▶ Selected excerpt:
§ §
I shall now return to Matilda with some images from Donizo’s Vita Mathildis (Vat. Lat. 4922), a Vatican codex from the early 12th century.36 The first illustration (fol. 7v) shows Donizo presenting his poem to Matilda above the inscription Mathildis lucens precor hoc cape cara volumen. The elements comprise Matilda enthroned, a footrest, Donizo at a lectern to the left with the codex opened out, a red background signifying regal or imperial power, a mantle with a gold border, an aedicula and an armed figure on the right representing Matilda’s milites. The well-known miniature fol. 49r. bears the inscription Rex rogat abbatem mathildim supplicat atque: ‘the king implores the abbot and pleads with Matilda’.37 We see Abbot Hugo of Cluny to the left, seated on a sella plicabilis, the Emperor Henry IV on his knees and Matilda enthroned beneath a ciborium turned towards the two figures with her arms outstretched to the right. Various events are recounted here and the only figure missing is Pope Gregory VII, who refused to receive the emperor. The abbot is speaking to Matilda, as indicated by the finger, she addresses both of them, and the emperor is kneeling, as he was outside Canossa. We thus have a combination of different moments. In short, the images are always strongly symbolic and closely related to the text.
§ §
▶ Parts of the exercise:
1. Add 57 to every coordinate in the answers of the entries in the stretch from the line containing "In this picture, where can the framed abstract" through the last entry, and write that whole stretch out again with the requests included.
2. Write what comes next in the passage on the illustrations in Donizo's Vita Mathildis, picking up after its final sentence.

[Collection entries]
§ §
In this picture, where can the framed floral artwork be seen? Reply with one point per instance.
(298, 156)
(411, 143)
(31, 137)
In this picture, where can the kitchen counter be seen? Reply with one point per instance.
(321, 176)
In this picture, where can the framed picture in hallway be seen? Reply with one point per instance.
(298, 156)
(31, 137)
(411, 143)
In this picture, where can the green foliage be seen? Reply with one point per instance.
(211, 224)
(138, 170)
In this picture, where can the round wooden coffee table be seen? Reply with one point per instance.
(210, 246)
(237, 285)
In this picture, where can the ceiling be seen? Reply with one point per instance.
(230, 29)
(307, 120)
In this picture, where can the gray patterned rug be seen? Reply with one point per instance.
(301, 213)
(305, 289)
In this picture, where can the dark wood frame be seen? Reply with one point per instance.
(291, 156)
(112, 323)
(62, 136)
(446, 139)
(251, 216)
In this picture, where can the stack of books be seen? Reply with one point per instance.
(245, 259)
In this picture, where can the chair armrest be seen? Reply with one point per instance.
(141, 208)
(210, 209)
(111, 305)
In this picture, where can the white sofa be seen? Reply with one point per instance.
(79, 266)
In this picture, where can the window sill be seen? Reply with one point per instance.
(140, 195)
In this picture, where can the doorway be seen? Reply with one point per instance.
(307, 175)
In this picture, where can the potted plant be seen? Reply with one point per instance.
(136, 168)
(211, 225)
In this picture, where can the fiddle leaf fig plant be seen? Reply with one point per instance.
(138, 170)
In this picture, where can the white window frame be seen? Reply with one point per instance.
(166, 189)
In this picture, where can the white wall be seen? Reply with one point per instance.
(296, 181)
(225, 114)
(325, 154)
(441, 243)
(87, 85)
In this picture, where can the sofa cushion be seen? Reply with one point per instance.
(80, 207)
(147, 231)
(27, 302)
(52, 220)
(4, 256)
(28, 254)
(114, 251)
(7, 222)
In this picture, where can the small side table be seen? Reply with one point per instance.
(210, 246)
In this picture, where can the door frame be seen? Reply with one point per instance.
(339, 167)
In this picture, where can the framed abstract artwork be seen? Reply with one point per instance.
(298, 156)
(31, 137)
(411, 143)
§ §
▶ Response list:
1.
In this picture, where can the framed abstract artwork be seen? Reply with one point per instance.
(355, 213)
(88, 194)
(468, 200)

2.
In his poem, Donizo constructs a geography of power through burials: of Matilda buried in San Benedetto Po; of Beatrice in Pisa near the cathedral, inside or outside; of Boniface, treacherously slain, in Mantua; and finally of the ancestors at Canossa in at least four sarcophagi, some fragments of which still survive. The tombs of the ancestors are, however, like those of saints, the ones enclosing holy remains inside the cathedral or abbeys, and the images of Donizo’s codex are therefore richly imbued with meaning. In fact, apart from Matilda’s parents, all the ancestors represented in the miniatures were buried at Canossa. The author thus suggests their presence as symbols of the length of the dynasty but also as figures close to the sanctity of the precious relics held in the monastery of Sant’Apollonio at Canossa. The miniature fol. 19r thus shows Adalberto Atto obtaining the relics of Sts Victor and Corona and of St Apollonius (Figure 2.21). The two inscriptions above read as follows: Corpora Sanctorum Rex Athoni dedit horum and Sancta Corona et Santus Victor. Membra secat Sancti Gotefredus dans ea patri: Godfrey, bishop of Brescia, thus severed the right arm of St Apollonius and gave it to his father. Our interest focusses on the image in the lower panel, where we see, on the right, a sarcophagus with a vine shoot suggesting antiquity, like the ancient but very simple sarcophagus of St Geminianus, the ancient sarcophagusi of Matilda’s ancestors, of Beatrice in Pisa (Figure 2.22) and perhaps of Boniface in Mantua.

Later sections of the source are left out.